> _What the task asks_
The lines to reproduce run from the one containing "Would you mind pinning the varnished" through the end of the records below. Reproduce them exactly and add nothing.

*** Begin section ***

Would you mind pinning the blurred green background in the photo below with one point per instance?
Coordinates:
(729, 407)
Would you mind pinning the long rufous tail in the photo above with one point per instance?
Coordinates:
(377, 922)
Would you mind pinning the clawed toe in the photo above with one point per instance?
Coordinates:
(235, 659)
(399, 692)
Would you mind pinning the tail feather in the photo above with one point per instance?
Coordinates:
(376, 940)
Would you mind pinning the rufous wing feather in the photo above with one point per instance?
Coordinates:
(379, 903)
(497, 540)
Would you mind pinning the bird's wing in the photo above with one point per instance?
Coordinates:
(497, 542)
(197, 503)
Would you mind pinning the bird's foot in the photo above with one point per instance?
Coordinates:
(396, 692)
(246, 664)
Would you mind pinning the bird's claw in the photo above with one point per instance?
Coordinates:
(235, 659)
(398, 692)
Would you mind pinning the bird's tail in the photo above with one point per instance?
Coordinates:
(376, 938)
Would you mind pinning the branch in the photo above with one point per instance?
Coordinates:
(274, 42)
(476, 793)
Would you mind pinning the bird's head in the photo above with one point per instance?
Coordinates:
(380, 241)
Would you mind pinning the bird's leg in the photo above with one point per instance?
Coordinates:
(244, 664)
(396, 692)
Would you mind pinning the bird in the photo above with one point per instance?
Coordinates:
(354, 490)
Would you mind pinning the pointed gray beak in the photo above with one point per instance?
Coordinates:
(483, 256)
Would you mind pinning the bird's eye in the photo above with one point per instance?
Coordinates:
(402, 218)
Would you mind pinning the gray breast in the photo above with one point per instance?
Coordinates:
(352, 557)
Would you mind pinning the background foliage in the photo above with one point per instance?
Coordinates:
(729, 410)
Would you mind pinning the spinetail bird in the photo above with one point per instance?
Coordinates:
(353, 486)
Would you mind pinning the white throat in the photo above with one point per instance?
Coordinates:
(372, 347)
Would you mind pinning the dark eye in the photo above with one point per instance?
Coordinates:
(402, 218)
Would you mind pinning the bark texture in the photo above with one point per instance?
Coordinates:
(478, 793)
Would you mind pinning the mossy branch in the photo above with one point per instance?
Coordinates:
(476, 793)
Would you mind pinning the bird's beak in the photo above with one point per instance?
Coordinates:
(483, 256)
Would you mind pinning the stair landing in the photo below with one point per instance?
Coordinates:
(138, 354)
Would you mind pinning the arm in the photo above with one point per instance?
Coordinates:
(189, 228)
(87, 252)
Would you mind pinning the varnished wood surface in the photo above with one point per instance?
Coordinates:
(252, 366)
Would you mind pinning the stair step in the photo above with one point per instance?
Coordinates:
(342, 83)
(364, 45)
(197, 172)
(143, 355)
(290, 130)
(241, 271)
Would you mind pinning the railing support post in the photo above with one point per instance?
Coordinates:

*** End section ***

> _Task solution_
Would you mind pinning the varnished wood surface in the photo above with one point per instance?
Coordinates:
(252, 366)
Would you mind pinning the stair step in the photo above with one point per instance?
Coordinates:
(342, 83)
(364, 45)
(197, 172)
(143, 355)
(290, 130)
(241, 271)
Would you mind pinning the railing support post in the photo above with one point per instance?
Coordinates:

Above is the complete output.